Every entry in this listing should be written out exactly.

#### EXTRACTED DATA
○ ○ ○
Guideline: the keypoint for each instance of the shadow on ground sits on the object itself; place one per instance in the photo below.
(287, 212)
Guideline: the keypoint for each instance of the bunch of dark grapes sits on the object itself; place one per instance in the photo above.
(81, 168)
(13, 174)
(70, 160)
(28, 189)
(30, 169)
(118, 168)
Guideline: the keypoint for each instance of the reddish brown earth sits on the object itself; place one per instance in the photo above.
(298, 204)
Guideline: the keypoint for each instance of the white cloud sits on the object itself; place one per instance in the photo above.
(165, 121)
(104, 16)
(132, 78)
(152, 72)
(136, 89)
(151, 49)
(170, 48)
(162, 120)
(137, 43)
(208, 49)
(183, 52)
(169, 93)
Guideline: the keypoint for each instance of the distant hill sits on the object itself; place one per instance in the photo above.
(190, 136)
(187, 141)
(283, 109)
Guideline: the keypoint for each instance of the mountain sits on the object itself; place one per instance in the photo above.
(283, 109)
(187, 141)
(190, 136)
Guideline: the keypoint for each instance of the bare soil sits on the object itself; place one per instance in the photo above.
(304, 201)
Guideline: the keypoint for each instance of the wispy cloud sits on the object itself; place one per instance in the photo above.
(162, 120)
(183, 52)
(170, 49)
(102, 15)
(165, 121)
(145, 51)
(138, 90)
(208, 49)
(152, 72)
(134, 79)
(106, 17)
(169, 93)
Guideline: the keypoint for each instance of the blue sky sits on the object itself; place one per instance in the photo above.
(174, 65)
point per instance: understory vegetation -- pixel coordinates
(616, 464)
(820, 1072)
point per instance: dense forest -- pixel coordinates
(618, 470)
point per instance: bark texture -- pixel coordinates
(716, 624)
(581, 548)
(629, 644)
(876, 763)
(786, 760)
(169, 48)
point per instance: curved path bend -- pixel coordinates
○ ○ ○
#### FINAL ANSWER
Guideline: the keypoint for each instance of the shadow on ground sits on the object itself; place one per instance in the photo below.
(287, 212)
Guideline: the keypoint for each instance of the bunch of dark grapes sits on the object itself; place one per instance in the photo above.
(81, 168)
(13, 174)
(70, 160)
(28, 189)
(30, 169)
(118, 168)
Guideline: the keypoint for each instance of the reddish brown earth sits on the object itself; place one per instance in the photo above.
(298, 204)
Guideline: the keypoint for each instance of the white cloud sits on the object itself; place one per instance in the photo above.
(165, 121)
(104, 16)
(132, 78)
(152, 72)
(136, 89)
(151, 49)
(170, 48)
(162, 120)
(137, 43)
(208, 49)
(183, 52)
(169, 93)
Guideline: the keypoint for each instance of the distant hill sits on the object itself; place one per instance in the photo above.
(190, 136)
(187, 141)
(283, 109)
Guideline: the keypoint for each instance of the mountain sits on the object itself; place one per instance in the photo above.
(283, 109)
(187, 141)
(190, 136)
Guideline: the keypoint for each instance of the bare soil sits on the object itself; place one per instance in the photo above.
(304, 201)
Guideline: the keypoint for each instance of the wispy cloud sits on the object itself; place one per instance in the photo above.
(162, 120)
(183, 52)
(170, 49)
(102, 15)
(165, 121)
(145, 51)
(138, 90)
(208, 49)
(152, 72)
(134, 79)
(106, 17)
(169, 93)
Guideline: the keypoint for each instance of the blue sky sits on the object itself; place one per instance in the photo above.
(174, 65)
point per instance: understory vegetation -- pixel coordinates
(616, 464)
(820, 1072)
point per instance: dense forest -- pixel coordinates
(618, 470)
point per instance: bark texture -- pixel coordinates
(716, 624)
(581, 548)
(629, 644)
(876, 763)
(786, 760)
(169, 48)
point per instance: curved path bend -- pixel coordinates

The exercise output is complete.